§ **TASK BRIEF**
Repeat every one of the items below line for line, changing nothing.

§ **Stored dataset items**
+ + +

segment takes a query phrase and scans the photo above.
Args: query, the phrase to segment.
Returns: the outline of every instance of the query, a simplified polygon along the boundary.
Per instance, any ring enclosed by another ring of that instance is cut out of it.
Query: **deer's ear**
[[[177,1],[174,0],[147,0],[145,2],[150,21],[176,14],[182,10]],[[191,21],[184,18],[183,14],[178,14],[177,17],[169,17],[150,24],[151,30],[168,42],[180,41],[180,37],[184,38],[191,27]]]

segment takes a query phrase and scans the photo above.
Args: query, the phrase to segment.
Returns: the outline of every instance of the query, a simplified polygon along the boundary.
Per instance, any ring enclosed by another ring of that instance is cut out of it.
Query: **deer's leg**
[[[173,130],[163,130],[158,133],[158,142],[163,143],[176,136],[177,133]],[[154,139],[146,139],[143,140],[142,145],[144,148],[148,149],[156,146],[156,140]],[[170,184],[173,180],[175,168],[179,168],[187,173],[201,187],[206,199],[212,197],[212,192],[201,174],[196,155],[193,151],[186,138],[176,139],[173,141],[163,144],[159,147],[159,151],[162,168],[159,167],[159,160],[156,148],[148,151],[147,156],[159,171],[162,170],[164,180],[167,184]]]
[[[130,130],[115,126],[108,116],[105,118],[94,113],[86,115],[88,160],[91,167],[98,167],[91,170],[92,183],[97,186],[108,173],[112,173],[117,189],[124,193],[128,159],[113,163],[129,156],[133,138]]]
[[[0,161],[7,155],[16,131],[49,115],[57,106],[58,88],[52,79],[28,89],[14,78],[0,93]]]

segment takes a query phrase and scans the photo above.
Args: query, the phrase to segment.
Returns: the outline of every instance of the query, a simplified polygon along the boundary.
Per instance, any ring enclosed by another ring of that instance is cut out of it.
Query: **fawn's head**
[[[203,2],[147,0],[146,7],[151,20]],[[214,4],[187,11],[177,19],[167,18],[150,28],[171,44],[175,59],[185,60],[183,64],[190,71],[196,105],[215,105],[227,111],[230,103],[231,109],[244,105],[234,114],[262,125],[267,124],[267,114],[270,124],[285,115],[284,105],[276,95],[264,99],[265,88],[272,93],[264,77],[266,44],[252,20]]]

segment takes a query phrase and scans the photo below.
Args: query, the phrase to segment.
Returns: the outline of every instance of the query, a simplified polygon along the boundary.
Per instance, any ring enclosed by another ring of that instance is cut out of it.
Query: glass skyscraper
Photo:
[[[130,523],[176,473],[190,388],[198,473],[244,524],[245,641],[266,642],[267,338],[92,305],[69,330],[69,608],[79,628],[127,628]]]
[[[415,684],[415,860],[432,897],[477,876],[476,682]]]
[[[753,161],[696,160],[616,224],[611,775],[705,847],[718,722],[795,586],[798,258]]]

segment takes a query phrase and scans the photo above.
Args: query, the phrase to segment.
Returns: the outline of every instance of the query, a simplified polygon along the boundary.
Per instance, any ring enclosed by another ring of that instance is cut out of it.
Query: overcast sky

+ + +

§ **OUTPUT OF THE TASK**
segment takes a query phrase and scans the photo above.
Args: query, the phrase to segment.
Returns: the outline of every instance of the query, a simplified polygon along the boundary.
Per instance, any ring enclosed by another ring of that instance is cut out of it.
Query: **deer's ear**
[[[177,1],[174,0],[147,0],[145,2],[150,21],[176,14],[182,10]],[[191,21],[184,18],[183,14],[178,14],[177,17],[169,17],[150,24],[151,30],[168,42],[180,41],[180,37],[184,38],[191,27]]]

segment takes a query phrase and scans the photo above.
Args: query, the phrase to segment.
Returns: the outline of every instance of the query, a simplified polygon along the boundary.
Per instance, any ring enclosed by another ring of that instance is cut out of it.
Query: **deer's leg**
[[[173,130],[163,130],[158,133],[158,142],[163,143],[176,136],[177,133]],[[154,139],[146,139],[143,140],[142,145],[144,148],[148,149],[156,146],[156,140]],[[170,184],[173,180],[175,168],[179,168],[187,173],[201,187],[206,199],[212,197],[212,192],[201,174],[196,155],[193,151],[186,138],[176,139],[173,141],[163,144],[159,147],[159,151],[162,168],[159,167],[159,160],[156,148],[148,151],[147,156],[159,171],[162,170],[164,180],[167,184]]]
[[[130,130],[115,126],[108,116],[105,118],[94,113],[86,115],[88,160],[91,167],[98,167],[91,170],[92,183],[97,186],[108,173],[112,173],[117,189],[124,193],[128,159],[113,163],[129,156],[133,138]]]
[[[0,161],[7,155],[16,131],[49,115],[57,106],[58,88],[52,79],[28,89],[14,78],[0,93]]]

segment takes a query phrase and scans the photo above.
Args: query, the phrase to segment.
Returns: the outline of every instance of the query, a simplified polygon along the boundary.
Per instance, any ring enclosed by another ring of that instance is cut out of it.
Query: **fawn's head**
[[[203,2],[147,0],[146,7],[151,20]],[[214,4],[187,11],[177,19],[167,18],[150,28],[171,44],[175,59],[185,60],[183,64],[190,71],[196,105],[215,105],[227,111],[230,103],[231,109],[244,105],[234,114],[262,125],[267,124],[267,114],[270,124],[285,115],[284,105],[276,95],[264,99],[265,88],[272,93],[264,77],[266,44],[252,20]]]

segment takes a query phrase and scans the photo below.
Args: query, the phrase to segment.
Returns: the outline of every instance of the query, a simplified polygon along the boundary.
Per instance, any ring enclosed by another ring of that instance is cut out of it.
Query: glass skyscraper
Photo:
[[[130,523],[176,473],[190,388],[198,473],[244,524],[245,641],[266,642],[267,338],[92,305],[69,330],[69,608],[79,628],[127,628]]]
[[[415,684],[415,860],[432,897],[477,876],[476,682]]]
[[[753,161],[696,160],[616,224],[611,775],[705,847],[718,722],[795,586],[798,258]]]

segment takes a query phrase and scans the photo above.
Args: query, the phrase to segment.
Returns: the outline of every instance of the query, a simplified polygon along the boundary.
Per instance, any ring enclosed by another ring of that instance is cut out of it.
Query: overcast sky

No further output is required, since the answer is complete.